▶ **Stated problem**
Format every line of the items below as a JSON list of strings, one string per line, with blank lines and picture markers left out.

▶ **Rows**
******
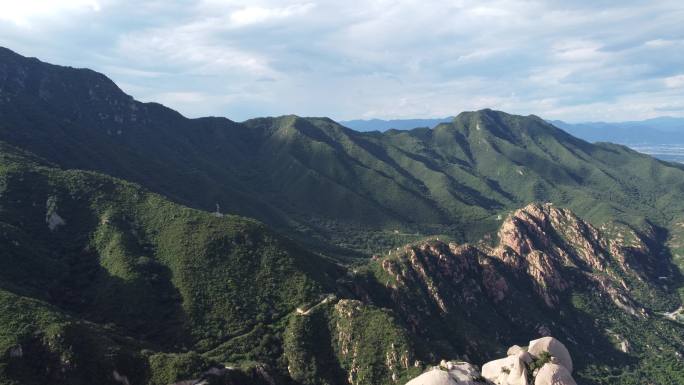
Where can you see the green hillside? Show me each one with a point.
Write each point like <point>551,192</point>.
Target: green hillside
<point>127,255</point>
<point>332,188</point>
<point>98,274</point>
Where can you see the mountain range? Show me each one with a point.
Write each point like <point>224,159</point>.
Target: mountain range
<point>661,137</point>
<point>140,246</point>
<point>660,130</point>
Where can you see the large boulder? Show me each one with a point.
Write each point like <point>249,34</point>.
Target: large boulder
<point>506,371</point>
<point>555,348</point>
<point>448,373</point>
<point>554,374</point>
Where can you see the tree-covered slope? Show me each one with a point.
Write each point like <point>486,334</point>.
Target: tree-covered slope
<point>322,183</point>
<point>98,275</point>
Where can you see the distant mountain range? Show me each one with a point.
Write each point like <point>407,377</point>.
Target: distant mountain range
<point>138,246</point>
<point>394,124</point>
<point>660,137</point>
<point>651,131</point>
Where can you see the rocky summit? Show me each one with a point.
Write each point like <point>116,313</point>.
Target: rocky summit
<point>138,246</point>
<point>545,361</point>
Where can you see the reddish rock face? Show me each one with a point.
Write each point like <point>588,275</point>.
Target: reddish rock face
<point>538,243</point>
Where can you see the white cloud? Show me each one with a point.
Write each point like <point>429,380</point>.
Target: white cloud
<point>23,13</point>
<point>254,15</point>
<point>380,58</point>
<point>675,81</point>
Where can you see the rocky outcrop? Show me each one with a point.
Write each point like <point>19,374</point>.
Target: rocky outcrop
<point>545,361</point>
<point>554,374</point>
<point>449,373</point>
<point>554,347</point>
<point>506,371</point>
<point>538,244</point>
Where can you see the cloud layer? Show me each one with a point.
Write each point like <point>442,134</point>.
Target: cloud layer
<point>577,61</point>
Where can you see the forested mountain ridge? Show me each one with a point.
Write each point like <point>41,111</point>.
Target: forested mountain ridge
<point>119,260</point>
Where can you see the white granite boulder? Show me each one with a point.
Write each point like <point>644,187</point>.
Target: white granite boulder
<point>555,348</point>
<point>506,371</point>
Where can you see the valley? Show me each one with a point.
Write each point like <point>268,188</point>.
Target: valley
<point>142,247</point>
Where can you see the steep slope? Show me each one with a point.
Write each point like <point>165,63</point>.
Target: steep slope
<point>102,280</point>
<point>550,273</point>
<point>99,276</point>
<point>330,187</point>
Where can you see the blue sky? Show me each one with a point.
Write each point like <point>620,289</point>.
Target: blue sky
<point>572,60</point>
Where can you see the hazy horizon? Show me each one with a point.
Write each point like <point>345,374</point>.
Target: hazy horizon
<point>585,61</point>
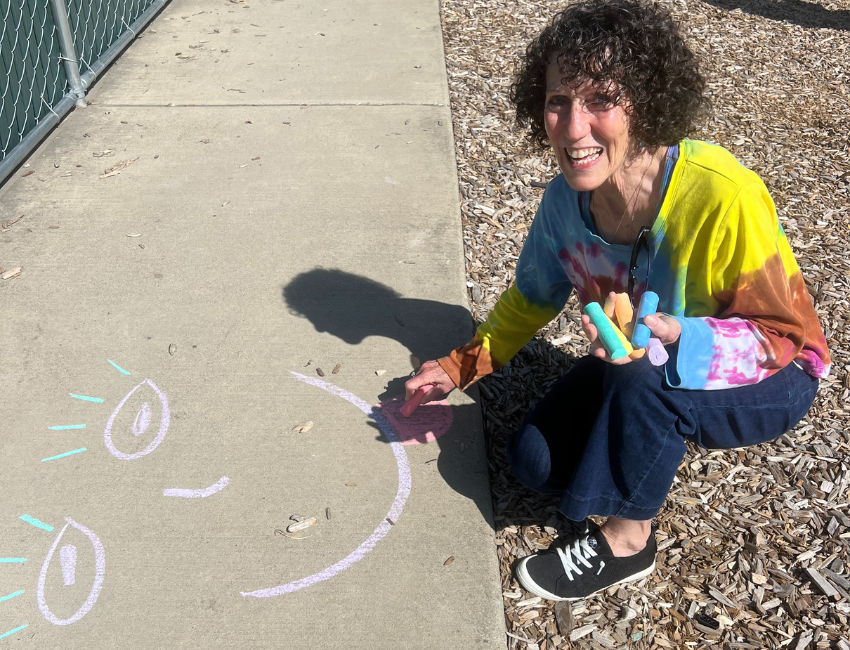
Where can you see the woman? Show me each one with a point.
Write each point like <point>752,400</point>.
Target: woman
<point>614,90</point>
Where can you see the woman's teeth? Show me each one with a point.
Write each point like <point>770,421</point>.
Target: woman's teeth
<point>583,156</point>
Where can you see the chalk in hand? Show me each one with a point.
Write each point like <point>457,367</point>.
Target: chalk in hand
<point>623,314</point>
<point>657,353</point>
<point>648,305</point>
<point>606,330</point>
<point>413,403</point>
<point>301,525</point>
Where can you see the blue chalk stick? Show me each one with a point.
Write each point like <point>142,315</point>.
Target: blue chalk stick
<point>648,305</point>
<point>605,330</point>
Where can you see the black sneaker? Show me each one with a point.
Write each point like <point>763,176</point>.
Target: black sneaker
<point>580,564</point>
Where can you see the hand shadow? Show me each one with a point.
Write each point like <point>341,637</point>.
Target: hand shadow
<point>352,308</point>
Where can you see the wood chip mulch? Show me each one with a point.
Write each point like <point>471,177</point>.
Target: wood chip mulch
<point>753,542</point>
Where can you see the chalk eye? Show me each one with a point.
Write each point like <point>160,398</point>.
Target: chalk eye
<point>143,420</point>
<point>147,392</point>
<point>68,557</point>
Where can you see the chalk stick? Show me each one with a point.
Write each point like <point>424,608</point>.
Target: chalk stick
<point>608,306</point>
<point>657,353</point>
<point>623,314</point>
<point>648,305</point>
<point>606,330</point>
<point>623,339</point>
<point>413,403</point>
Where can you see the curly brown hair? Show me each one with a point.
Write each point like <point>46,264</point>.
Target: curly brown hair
<point>631,52</point>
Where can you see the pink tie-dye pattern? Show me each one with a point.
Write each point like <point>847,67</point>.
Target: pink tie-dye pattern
<point>738,356</point>
<point>812,364</point>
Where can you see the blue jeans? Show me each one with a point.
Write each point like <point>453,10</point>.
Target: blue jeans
<point>609,439</point>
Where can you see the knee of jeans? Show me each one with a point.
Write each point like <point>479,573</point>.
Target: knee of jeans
<point>634,378</point>
<point>528,455</point>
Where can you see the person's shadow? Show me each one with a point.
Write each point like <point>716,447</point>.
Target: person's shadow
<point>353,308</point>
<point>804,14</point>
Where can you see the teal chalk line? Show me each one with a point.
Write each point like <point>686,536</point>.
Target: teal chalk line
<point>10,596</point>
<point>119,368</point>
<point>67,453</point>
<point>35,522</point>
<point>17,629</point>
<point>87,399</point>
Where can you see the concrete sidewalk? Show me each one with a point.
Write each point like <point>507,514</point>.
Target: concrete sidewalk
<point>258,189</point>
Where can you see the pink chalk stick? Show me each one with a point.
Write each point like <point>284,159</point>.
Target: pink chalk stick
<point>413,403</point>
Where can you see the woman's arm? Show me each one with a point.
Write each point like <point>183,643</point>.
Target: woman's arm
<point>767,319</point>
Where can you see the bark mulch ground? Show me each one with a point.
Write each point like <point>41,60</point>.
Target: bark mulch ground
<point>753,542</point>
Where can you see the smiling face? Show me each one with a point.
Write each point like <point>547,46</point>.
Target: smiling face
<point>589,133</point>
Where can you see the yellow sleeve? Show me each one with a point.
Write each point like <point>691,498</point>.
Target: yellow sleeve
<point>511,324</point>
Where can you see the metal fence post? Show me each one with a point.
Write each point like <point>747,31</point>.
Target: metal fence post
<point>66,48</point>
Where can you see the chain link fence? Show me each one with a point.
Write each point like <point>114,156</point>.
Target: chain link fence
<point>51,51</point>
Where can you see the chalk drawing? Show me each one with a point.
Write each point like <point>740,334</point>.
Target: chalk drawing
<point>100,571</point>
<point>67,453</point>
<point>425,424</point>
<point>197,494</point>
<point>10,596</point>
<point>97,400</point>
<point>10,632</point>
<point>384,527</point>
<point>143,420</point>
<point>35,522</point>
<point>68,557</point>
<point>118,368</point>
<point>140,424</point>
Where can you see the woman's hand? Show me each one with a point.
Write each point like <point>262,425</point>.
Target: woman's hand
<point>429,373</point>
<point>665,328</point>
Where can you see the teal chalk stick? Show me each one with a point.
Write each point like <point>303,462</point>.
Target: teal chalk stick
<point>605,330</point>
<point>648,305</point>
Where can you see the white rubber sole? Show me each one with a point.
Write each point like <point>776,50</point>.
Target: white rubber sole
<point>529,585</point>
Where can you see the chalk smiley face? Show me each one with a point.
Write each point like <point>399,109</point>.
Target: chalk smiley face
<point>139,423</point>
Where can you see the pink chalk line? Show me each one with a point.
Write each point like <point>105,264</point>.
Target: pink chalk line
<point>393,515</point>
<point>99,573</point>
<point>197,494</point>
<point>140,424</point>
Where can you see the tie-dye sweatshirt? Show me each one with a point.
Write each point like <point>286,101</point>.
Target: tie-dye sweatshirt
<point>721,265</point>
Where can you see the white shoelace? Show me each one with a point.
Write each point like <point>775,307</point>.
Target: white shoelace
<point>581,550</point>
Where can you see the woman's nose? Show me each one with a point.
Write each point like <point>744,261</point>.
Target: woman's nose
<point>577,122</point>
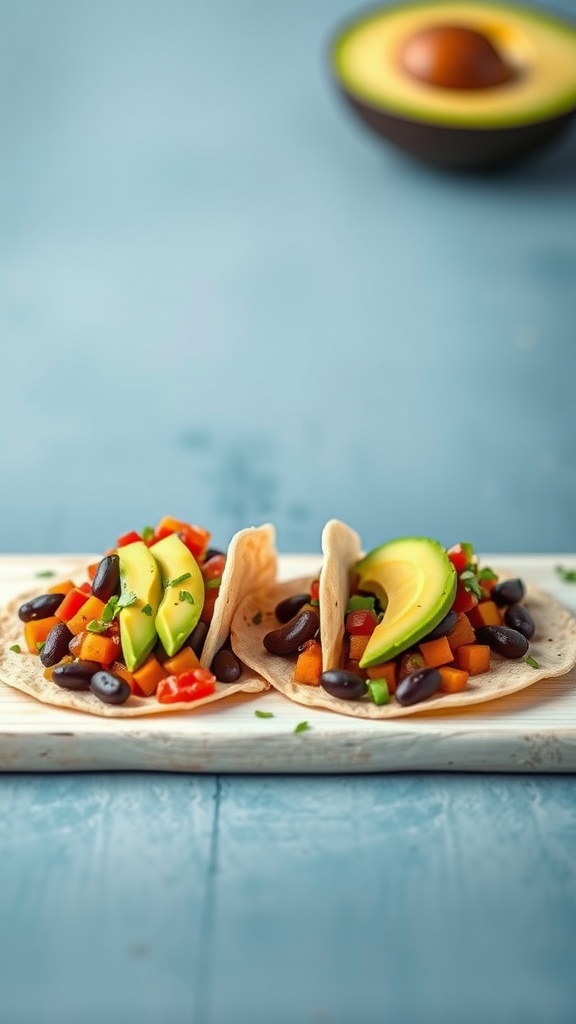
******
▶ **Result below**
[
  "Where can you see the green hillside? Show me each one with a point.",
  "Write each point like <point>551,192</point>.",
  "Target: green hillside",
  "<point>127,255</point>",
  "<point>332,188</point>",
  "<point>98,274</point>",
  "Where can you see the mountain range? Show me each one with a point.",
  "Write each point like <point>224,159</point>.",
  "Target: mountain range",
  "<point>661,137</point>",
  "<point>140,246</point>",
  "<point>660,130</point>",
  "Where can you see the large boulder? Show me each one with a point.",
  "Write each point like <point>249,34</point>.",
  "Target: large boulder",
  "<point>506,371</point>",
  "<point>555,348</point>",
  "<point>448,373</point>",
  "<point>554,374</point>",
  "Where can you see the tree-covered slope? Show me each one with a point.",
  "Write each point like <point>486,334</point>.",
  "Target: tree-covered slope",
  "<point>322,183</point>",
  "<point>98,275</point>",
  "Where can you see the distant mountain range? Show me each one with a point.",
  "Write each point like <point>407,377</point>.",
  "Target: distant mountain range",
  "<point>138,246</point>",
  "<point>394,124</point>",
  "<point>660,137</point>",
  "<point>651,131</point>",
  "Where can you see the rocky summit? Show me each one with a point.",
  "Write each point like <point>116,313</point>.",
  "Target: rocky summit",
  "<point>138,246</point>",
  "<point>545,361</point>",
  "Where can you see the reddish rock face? Show me each one with a point.",
  "Write each point like <point>588,275</point>.",
  "Target: reddish rock face",
  "<point>538,243</point>",
  "Where can you see the white cloud? Show me each one with a point.",
  "Write each point like <point>429,380</point>.",
  "Target: white cloud",
  "<point>23,13</point>",
  "<point>254,15</point>",
  "<point>380,58</point>",
  "<point>675,81</point>",
  "Where can you see the rocky outcrop? Show me each one with a point.",
  "Write each point like <point>19,374</point>.",
  "Target: rocky outcrop",
  "<point>545,361</point>",
  "<point>554,374</point>",
  "<point>449,373</point>",
  "<point>554,347</point>",
  "<point>506,371</point>",
  "<point>538,244</point>",
  "Where can you see the cloud layer? Show me each one with a point.",
  "Write each point like <point>442,134</point>.",
  "Target: cloud layer",
  "<point>577,61</point>",
  "Where can you see the forested mountain ridge? Show me each one with a point.",
  "Write each point like <point>41,111</point>.",
  "Target: forested mountain ridge",
  "<point>119,260</point>",
  "Where can you see the white granite boulder? Show me each one with a point.",
  "Write each point like <point>644,187</point>.",
  "Target: white granite boulder",
  "<point>555,348</point>",
  "<point>506,371</point>",
  "Where can you see the valley? Show me each one with a point.",
  "Write each point like <point>268,188</point>.",
  "Target: valley",
  "<point>142,247</point>",
  "Where can you see the steep slope? Show me each one with a point.",
  "Write each point like <point>165,63</point>.",
  "Target: steep slope",
  "<point>102,280</point>",
  "<point>550,273</point>",
  "<point>99,276</point>",
  "<point>330,187</point>",
  "Where can you see the blue sky? Show me each one with a point.",
  "Write each point like <point>620,289</point>.",
  "Target: blue sky",
  "<point>572,60</point>",
  "Where can you see the hazy horizon? Show me each one with a point.",
  "Write each point like <point>345,374</point>.",
  "Target: hazy horizon",
  "<point>585,61</point>",
  "Where can you see the woman? Show me each one with a point.",
  "Write each point like <point>752,400</point>.",
  "Target: woman",
  "<point>614,90</point>",
  "Where can you see the woman's teeth? Show me each one with a point.",
  "Write each point like <point>770,421</point>.",
  "Target: woman's teeth",
  "<point>583,156</point>",
  "Where can you see the chalk in hand? Show me each one with a point.",
  "Write each point like <point>457,367</point>.",
  "Target: chalk in hand",
  "<point>623,314</point>",
  "<point>657,353</point>",
  "<point>648,305</point>",
  "<point>606,330</point>",
  "<point>413,403</point>",
  "<point>301,525</point>",
  "Where can you see the blue chalk stick? Show me each one with a point.",
  "Write each point like <point>142,315</point>.",
  "Target: blue chalk stick",
  "<point>648,305</point>",
  "<point>605,330</point>",
  "Where can you see the black sneaker? Show me each one with a point.",
  "Write each point like <point>763,176</point>.",
  "Target: black sneaker",
  "<point>580,564</point>",
  "Where can you see the hand shadow? Show me each one with a point.",
  "Write each point like <point>341,637</point>.",
  "Target: hand shadow",
  "<point>352,308</point>",
  "Where can you see the wood chip mulch? Show me each one with a point.",
  "Write each point like <point>471,177</point>.",
  "Target: wood chip mulch",
  "<point>753,542</point>",
  "Where can you see the chalk eye? Show me each one with a point.",
  "Write each point like <point>160,398</point>.",
  "Target: chalk eye",
  "<point>143,420</point>",
  "<point>147,392</point>",
  "<point>68,557</point>",
  "Where can you see the chalk stick? Show me each one with a point.",
  "Write each point like <point>424,608</point>.",
  "Target: chalk stick",
  "<point>608,306</point>",
  "<point>657,353</point>",
  "<point>623,314</point>",
  "<point>648,305</point>",
  "<point>606,330</point>",
  "<point>623,339</point>",
  "<point>413,403</point>",
  "Where can you see the curly brown hair? Show me each one with a point.",
  "Write each point like <point>46,264</point>.",
  "Target: curly brown hair",
  "<point>631,52</point>",
  "Where can you see the pink tie-dye pattern? Show me each one with a point.",
  "Write each point like <point>847,67</point>.",
  "Target: pink tie-dye pattern",
  "<point>738,356</point>",
  "<point>812,364</point>",
  "Where can you see the blue jeans? Show me each one with a point.",
  "Write each point like <point>453,10</point>.",
  "Target: blue jeans",
  "<point>609,439</point>",
  "Where can you see the knee of jeans? Show me each one with a point.",
  "Write each point like <point>479,573</point>.",
  "Target: knee of jeans",
  "<point>634,378</point>",
  "<point>528,455</point>",
  "Where can you see the person's shadow? Show me each one with a point.",
  "Write each point like <point>716,447</point>.",
  "Target: person's shadow",
  "<point>353,308</point>",
  "<point>804,14</point>",
  "Where can you see the teal chalk line? Show me each one with a point.",
  "Write each point like <point>686,536</point>.",
  "Target: teal chalk line",
  "<point>10,596</point>",
  "<point>119,368</point>",
  "<point>67,453</point>",
  "<point>35,522</point>",
  "<point>17,629</point>",
  "<point>87,399</point>",
  "Where can you see the concrete sidewalk? Show me each one with a point.",
  "Write each point like <point>507,514</point>.",
  "Target: concrete sidewalk",
  "<point>258,189</point>",
  "Where can you see the pink chalk stick? Show me each one with a point.",
  "Write each point like <point>284,159</point>.",
  "Target: pink chalk stick",
  "<point>413,403</point>",
  "Where can you see the woman's arm? Show me each one with a point.",
  "Write each point like <point>183,643</point>.",
  "Target: woman's arm",
  "<point>767,319</point>",
  "Where can you see the bark mulch ground? Show me each one with a point.",
  "Write each point like <point>41,60</point>.",
  "Target: bark mulch ground",
  "<point>753,542</point>",
  "Where can you see the smiling face? Show me each one with a point.",
  "Write each point like <point>547,46</point>.",
  "Target: smiling face",
  "<point>589,133</point>",
  "Where can you see the yellow sleeve? Show me each one with a point.",
  "Write each point like <point>691,498</point>.",
  "Target: yellow sleeve",
  "<point>511,324</point>",
  "Where can you see the metal fence post? Show me each one with a point.",
  "Write each point like <point>747,31</point>.",
  "Target: metal fence post",
  "<point>66,48</point>",
  "Where can you see the chain link fence? Show me each one with a point.",
  "Write each point like <point>114,156</point>.",
  "Target: chain link fence",
  "<point>51,51</point>",
  "Where can you see the chalk drawing? Show me each one with a point.",
  "Write each point like <point>740,334</point>.",
  "Target: chalk drawing",
  "<point>100,571</point>",
  "<point>67,453</point>",
  "<point>425,424</point>",
  "<point>197,494</point>",
  "<point>10,596</point>",
  "<point>97,400</point>",
  "<point>10,632</point>",
  "<point>384,527</point>",
  "<point>143,420</point>",
  "<point>35,522</point>",
  "<point>68,557</point>",
  "<point>118,368</point>",
  "<point>140,424</point>",
  "Where can you see the woman's hand? Show me each one with a point.",
  "Write each point like <point>262,425</point>.",
  "Target: woman's hand",
  "<point>429,373</point>",
  "<point>665,328</point>",
  "Where can you see the teal chalk stick? Show me each one with a point.",
  "Write each point like <point>303,462</point>.",
  "Target: teal chalk stick",
  "<point>605,330</point>",
  "<point>648,305</point>",
  "Where can you see the white rubber sole? Show me each one with a point.",
  "Write each point like <point>776,50</point>.",
  "Target: white rubber sole",
  "<point>529,585</point>",
  "Where can you see the chalk smiley face? Show me each one with a point.",
  "Write each point like <point>399,109</point>.",
  "Target: chalk smiley face",
  "<point>139,423</point>",
  "Where can you see the pink chalk line? Show me each one with a point.",
  "Write each point like <point>105,264</point>.",
  "Target: pink chalk line",
  "<point>393,515</point>",
  "<point>99,573</point>",
  "<point>197,494</point>",
  "<point>140,424</point>",
  "Where can you see the tie-dye sweatshirt? Show me each one with a point.",
  "Write each point like <point>286,101</point>.",
  "Target: tie-dye sweatshirt",
  "<point>721,265</point>",
  "Where can you see the white shoelace? Show me each one with a point.",
  "Write each point like <point>775,307</point>.",
  "Target: white shoelace",
  "<point>581,550</point>",
  "Where can you see the woman's nose? Show me each one with a point.",
  "Write each point like <point>744,261</point>.",
  "Target: woman's nose",
  "<point>577,122</point>"
]